= Records for the task =
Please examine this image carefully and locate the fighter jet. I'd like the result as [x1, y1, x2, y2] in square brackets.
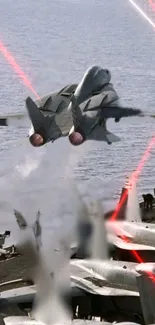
[2, 316, 142, 325]
[95, 176, 155, 261]
[69, 199, 155, 300]
[104, 176, 155, 253]
[136, 263, 155, 325]
[71, 190, 155, 261]
[0, 65, 146, 147]
[1, 199, 153, 322]
[106, 220, 155, 252]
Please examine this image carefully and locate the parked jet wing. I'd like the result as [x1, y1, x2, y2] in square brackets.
[70, 263, 139, 296]
[0, 285, 35, 304]
[0, 113, 29, 128]
[4, 316, 40, 325]
[4, 316, 112, 325]
[71, 275, 139, 296]
[110, 235, 155, 251]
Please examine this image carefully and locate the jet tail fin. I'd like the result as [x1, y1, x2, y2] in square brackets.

= What the exercise asks =
Copy out all the entries precisely. No images.

= Response area =
Please examine this image carefully and locate the fighter jet. I'd like the result as [x1, y1, x2, y2] in square brackets.
[2, 316, 142, 325]
[95, 176, 155, 261]
[69, 199, 155, 300]
[104, 176, 155, 253]
[136, 263, 155, 325]
[71, 190, 155, 261]
[0, 65, 146, 147]
[1, 199, 153, 322]
[106, 220, 155, 252]
Please examine this image carefully and locate the parked jet wing. I'd like the result as [x1, y1, x2, y2] in square brackets.
[70, 263, 139, 296]
[0, 285, 35, 304]
[0, 113, 29, 128]
[4, 316, 40, 325]
[4, 316, 112, 325]
[71, 275, 139, 296]
[110, 235, 155, 251]
Please examine this image carefully and locate the jet tail fin. I'd like the result as [x1, y1, x2, y2] in square brackets.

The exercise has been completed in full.